**TASK TO COMPLETE:** From the records below, pull out the lines starting at the one that contains "segment --target=tree" and ending at the one that contains "M 60 26 L 66". Reproduce them character for character, including both end lines.

**SUPPLIED INFORMATION:**

-- -- --

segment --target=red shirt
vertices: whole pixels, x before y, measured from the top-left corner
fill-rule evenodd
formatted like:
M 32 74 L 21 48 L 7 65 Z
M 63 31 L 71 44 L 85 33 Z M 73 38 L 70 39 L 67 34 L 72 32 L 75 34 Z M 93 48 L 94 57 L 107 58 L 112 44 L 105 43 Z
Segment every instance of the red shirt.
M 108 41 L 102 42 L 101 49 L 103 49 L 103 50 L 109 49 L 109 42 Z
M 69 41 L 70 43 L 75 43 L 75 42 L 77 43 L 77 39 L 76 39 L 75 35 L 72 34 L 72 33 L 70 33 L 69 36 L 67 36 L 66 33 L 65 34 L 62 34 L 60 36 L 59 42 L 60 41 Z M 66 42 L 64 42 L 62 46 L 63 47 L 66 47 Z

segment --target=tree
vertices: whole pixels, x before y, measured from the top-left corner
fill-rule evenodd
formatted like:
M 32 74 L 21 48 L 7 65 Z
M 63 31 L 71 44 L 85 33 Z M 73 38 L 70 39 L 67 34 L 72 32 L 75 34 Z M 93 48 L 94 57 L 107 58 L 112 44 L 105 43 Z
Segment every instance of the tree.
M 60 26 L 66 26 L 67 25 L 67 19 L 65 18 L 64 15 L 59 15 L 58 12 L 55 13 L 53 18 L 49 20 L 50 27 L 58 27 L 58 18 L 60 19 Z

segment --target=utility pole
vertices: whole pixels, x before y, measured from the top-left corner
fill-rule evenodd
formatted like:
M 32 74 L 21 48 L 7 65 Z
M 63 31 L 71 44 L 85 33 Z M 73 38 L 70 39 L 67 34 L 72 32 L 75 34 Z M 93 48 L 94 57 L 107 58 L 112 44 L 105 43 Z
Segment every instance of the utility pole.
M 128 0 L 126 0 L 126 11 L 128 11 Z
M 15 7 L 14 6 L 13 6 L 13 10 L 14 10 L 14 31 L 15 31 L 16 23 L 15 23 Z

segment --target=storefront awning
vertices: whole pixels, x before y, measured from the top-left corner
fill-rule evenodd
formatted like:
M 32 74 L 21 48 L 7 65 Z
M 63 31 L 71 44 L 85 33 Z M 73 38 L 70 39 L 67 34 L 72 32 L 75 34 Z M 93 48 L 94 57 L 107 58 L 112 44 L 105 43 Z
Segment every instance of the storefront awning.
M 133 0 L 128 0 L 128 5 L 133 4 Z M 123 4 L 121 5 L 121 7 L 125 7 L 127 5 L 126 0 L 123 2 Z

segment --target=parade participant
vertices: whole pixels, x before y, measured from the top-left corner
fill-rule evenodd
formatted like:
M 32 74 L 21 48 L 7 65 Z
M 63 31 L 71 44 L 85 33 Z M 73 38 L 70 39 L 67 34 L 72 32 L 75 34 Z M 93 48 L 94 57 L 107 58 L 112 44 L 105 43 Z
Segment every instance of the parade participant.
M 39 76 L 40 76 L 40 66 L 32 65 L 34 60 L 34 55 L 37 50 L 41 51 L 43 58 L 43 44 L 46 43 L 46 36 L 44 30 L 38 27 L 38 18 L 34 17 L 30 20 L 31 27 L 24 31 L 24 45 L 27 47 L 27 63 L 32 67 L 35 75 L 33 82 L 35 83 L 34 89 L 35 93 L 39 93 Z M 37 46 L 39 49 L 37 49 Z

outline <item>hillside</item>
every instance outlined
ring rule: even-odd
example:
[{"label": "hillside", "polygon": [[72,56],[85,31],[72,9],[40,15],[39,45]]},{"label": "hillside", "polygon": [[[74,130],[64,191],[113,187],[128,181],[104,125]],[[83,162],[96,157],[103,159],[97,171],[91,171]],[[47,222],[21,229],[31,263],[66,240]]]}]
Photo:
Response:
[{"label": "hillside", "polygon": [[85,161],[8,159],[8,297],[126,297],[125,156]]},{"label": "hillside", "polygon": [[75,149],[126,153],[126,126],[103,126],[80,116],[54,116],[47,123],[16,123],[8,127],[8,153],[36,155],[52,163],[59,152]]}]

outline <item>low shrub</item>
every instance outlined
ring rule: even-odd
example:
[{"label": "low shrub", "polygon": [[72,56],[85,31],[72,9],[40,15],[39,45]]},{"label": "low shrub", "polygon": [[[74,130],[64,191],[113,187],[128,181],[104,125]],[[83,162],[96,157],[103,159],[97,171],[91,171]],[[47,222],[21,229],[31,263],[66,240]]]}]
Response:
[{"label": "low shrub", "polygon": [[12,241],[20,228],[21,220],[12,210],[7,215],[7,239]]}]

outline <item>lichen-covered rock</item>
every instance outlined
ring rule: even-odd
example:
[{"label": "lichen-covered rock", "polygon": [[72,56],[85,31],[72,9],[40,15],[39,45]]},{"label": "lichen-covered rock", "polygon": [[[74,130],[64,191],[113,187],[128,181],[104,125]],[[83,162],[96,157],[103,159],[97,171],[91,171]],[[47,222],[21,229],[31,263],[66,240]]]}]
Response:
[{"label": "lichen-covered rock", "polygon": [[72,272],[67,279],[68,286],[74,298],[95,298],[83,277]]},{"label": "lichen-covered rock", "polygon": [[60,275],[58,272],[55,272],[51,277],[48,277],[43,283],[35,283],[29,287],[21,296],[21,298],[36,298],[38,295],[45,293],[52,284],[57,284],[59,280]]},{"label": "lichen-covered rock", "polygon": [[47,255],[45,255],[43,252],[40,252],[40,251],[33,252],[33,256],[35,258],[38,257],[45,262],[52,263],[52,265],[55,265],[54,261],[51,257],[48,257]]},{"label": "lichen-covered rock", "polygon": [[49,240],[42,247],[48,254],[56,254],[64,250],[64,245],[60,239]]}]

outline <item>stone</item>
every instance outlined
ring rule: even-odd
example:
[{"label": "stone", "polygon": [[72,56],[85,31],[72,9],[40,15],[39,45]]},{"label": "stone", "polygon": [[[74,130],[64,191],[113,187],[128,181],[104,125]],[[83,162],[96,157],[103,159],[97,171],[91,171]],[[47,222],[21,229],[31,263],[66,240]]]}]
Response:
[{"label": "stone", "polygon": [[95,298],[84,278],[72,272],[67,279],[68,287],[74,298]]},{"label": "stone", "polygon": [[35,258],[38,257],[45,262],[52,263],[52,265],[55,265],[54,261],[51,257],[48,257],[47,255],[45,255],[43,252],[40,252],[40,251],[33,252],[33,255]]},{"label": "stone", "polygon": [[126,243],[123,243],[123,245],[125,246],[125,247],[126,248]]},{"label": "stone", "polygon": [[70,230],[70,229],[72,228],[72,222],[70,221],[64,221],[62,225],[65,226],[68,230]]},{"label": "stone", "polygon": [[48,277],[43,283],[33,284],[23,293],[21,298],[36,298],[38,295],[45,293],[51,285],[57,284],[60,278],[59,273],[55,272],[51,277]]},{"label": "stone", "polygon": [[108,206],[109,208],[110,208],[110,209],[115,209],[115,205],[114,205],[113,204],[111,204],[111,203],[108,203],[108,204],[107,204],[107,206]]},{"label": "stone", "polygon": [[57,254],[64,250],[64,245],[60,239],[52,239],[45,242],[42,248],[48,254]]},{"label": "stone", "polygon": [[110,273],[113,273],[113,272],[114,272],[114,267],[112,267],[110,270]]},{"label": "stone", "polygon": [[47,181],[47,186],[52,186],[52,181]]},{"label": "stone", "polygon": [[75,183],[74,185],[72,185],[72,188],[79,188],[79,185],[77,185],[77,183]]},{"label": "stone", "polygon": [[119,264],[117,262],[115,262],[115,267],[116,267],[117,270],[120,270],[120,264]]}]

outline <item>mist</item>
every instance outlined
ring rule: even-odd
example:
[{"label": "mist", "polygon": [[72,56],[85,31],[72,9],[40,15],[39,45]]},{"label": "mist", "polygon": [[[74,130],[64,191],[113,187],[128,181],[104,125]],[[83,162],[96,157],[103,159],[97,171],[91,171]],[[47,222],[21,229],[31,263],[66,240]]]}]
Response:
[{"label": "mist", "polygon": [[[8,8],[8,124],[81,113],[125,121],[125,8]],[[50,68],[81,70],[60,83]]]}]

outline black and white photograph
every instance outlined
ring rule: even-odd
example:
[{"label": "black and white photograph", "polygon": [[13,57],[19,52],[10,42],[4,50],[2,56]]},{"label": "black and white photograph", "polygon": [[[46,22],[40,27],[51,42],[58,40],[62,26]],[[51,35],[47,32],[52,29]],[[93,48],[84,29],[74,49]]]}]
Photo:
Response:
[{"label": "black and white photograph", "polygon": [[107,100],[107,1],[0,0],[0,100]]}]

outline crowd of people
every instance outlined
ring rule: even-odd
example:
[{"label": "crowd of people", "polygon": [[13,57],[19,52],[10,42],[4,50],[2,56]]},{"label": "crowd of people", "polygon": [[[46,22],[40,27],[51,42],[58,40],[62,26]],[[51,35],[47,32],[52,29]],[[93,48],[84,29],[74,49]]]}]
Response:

-- -- --

**RESULT FOR THIS TASK:**
segment --target=tree
vertices: whole pixels, x before y, measured from the top-left corner
fill-rule evenodd
formatted like:
M 32 74 L 21 48 L 7 65 Z
M 63 31 L 71 44 L 85 33 Z M 73 38 L 70 39 L 67 34 L 72 32 L 75 34 Z M 93 48 L 94 57 L 107 58 L 112 44 L 105 43 Z
Segment every instance of the tree.
M 60 26 L 66 26 L 67 25 L 67 19 L 65 18 L 64 15 L 59 15 L 58 12 L 55 13 L 53 18 L 49 20 L 50 27 L 58 27 L 58 18 L 60 19 Z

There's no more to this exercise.